#### Document extract:
_ _ _ _ _

And that's just the beginning what will be a long and contentious battle to get the bill past the Senate, the House of Representatives and the Obama administration. Lobbyists, large banks, and the heads of government regulators, such as the Federal Deposit Insurance Corp. (FDIC) Chairwoman Sheila Bair, will have their say on the proposal as well.

Still, Dodd's bill, which he worked closely with U.S. Rep. and Chairman of the House Financial Services Committee Barney Frank, D-MA, to draft, is an important first step in the push for financial regulatory reform, which in recent months had been overshadowed by the Obama administration's push for healthcare reform.

Among the most controversial elements of Dodd's bill are four new, independent regulatory agencies that would combine the powers of certain regulators, particularly the U.S. Federal Reserve.

_ _ _ _ _

#### Exercise tasks:
- A) Rewrite the passage on Dodd's bill, beginning at the words "Still, Dodd's bill, which" and ending after "U.S. Federal Reserve.", with "healthcare reform" replaced by "health care reform".
- B) Answer these questions from the text on Dodd's bill:
(i) Who is named as the FDIC Chairwoman?
(ii) Which committee is Barney Frank named as chairing?
(iii) How many new, independent regulatory agencies does the bill include?

#### Entries:
_ _ _ _ _

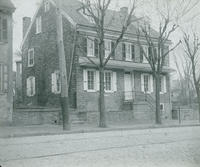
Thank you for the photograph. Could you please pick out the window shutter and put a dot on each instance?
(124, 51)
(164, 84)
(151, 83)
(112, 49)
(0, 29)
(141, 55)
(133, 52)
(114, 81)
(85, 82)
(53, 82)
(28, 86)
(96, 46)
(142, 82)
(33, 85)
(85, 46)
(97, 80)
(133, 81)
(5, 79)
(5, 29)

_ _ _ _ _

#### Solved problems:
- A)
Still, Dodd's bill, which he worked closely with U.S. Rep. and Chairman of the House Financial Services Committee Barney Frank, D-MA, to draft, is an important first step in the push for financial regulatory reform, which in recent months had been overshadowed by the Obama administration's push for health care reform.

Among the most controversial elements of Dodd's bill are four new, independent regulatory agencies that would combine the powers of certain regulators, particularly the U.S. Federal Reserve.

- B)
(i) Sheila Bair
(ii) The House Financial Services Committee
(iii) Four